◆ Instructions to follow: Count the lines in the data below that contain the string "rocky", treating uppercase and lowercase as different. Reply with the number alone.

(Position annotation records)
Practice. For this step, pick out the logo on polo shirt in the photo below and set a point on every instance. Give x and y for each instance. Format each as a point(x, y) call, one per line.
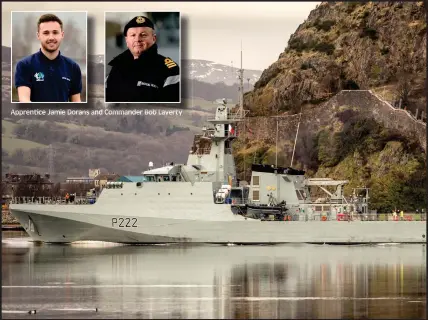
point(39, 76)
point(141, 83)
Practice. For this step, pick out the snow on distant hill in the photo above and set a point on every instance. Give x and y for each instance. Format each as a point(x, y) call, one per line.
point(212, 72)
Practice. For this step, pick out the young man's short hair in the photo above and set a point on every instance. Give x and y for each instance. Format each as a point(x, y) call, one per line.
point(48, 18)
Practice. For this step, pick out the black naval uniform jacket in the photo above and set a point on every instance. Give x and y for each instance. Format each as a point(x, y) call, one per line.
point(150, 78)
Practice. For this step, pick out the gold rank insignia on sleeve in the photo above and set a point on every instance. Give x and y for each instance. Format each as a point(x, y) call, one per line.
point(170, 63)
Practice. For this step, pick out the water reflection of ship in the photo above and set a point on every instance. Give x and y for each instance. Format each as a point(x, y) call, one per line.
point(246, 282)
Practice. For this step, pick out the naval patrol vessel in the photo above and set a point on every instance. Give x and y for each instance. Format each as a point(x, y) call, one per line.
point(202, 201)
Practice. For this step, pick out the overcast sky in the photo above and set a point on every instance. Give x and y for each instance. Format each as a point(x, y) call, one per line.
point(214, 29)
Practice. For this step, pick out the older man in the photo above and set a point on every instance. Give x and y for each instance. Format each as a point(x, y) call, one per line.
point(141, 74)
point(48, 76)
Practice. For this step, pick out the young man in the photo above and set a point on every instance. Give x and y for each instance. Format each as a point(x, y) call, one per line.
point(140, 74)
point(48, 76)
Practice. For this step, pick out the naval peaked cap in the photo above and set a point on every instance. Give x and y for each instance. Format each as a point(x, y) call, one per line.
point(138, 21)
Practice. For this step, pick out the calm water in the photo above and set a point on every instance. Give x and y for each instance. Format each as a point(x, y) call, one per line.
point(284, 281)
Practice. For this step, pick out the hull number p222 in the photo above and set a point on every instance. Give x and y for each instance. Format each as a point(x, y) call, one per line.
point(124, 222)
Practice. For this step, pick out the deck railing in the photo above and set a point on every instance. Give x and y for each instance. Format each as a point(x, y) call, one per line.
point(52, 200)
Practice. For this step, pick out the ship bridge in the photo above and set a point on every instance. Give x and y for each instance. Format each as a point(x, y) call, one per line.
point(325, 182)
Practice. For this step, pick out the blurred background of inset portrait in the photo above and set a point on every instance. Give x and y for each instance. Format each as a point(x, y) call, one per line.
point(74, 44)
point(167, 29)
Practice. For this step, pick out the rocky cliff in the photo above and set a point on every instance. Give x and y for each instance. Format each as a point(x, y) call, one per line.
point(333, 65)
point(348, 45)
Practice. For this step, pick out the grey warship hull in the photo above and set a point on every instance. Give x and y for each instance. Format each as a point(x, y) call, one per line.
point(71, 226)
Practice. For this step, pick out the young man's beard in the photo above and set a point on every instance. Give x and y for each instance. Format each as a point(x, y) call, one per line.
point(46, 47)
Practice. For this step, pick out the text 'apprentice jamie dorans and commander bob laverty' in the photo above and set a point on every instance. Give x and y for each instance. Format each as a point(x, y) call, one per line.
point(99, 112)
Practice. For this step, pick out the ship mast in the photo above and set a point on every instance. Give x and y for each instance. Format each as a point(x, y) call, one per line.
point(241, 106)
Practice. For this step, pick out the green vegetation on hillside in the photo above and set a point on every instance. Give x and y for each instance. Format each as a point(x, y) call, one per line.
point(357, 149)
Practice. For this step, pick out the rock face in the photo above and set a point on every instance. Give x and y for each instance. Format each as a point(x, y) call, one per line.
point(333, 70)
point(347, 46)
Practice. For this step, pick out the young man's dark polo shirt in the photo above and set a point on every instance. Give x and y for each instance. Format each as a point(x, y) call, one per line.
point(49, 80)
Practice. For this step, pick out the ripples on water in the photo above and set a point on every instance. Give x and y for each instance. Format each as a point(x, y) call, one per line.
point(101, 280)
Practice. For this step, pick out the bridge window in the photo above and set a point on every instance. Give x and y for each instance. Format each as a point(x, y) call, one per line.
point(256, 195)
point(256, 180)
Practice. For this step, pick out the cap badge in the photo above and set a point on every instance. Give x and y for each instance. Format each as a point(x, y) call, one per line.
point(140, 20)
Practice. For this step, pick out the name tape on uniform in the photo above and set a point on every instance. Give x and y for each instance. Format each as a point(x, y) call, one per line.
point(170, 63)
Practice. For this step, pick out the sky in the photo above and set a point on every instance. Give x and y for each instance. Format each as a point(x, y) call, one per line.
point(213, 30)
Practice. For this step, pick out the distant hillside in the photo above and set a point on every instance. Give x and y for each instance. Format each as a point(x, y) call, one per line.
point(212, 72)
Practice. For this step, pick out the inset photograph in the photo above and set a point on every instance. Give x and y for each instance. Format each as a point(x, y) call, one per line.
point(142, 57)
point(49, 57)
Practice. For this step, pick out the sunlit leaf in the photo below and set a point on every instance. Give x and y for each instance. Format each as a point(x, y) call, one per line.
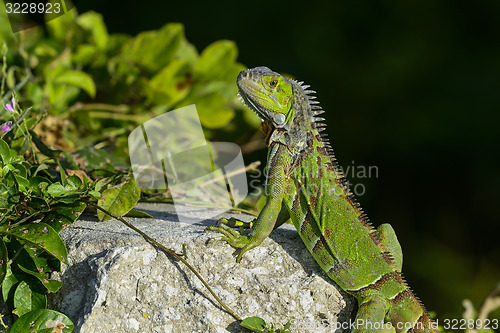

◆ Result of the exercise: 1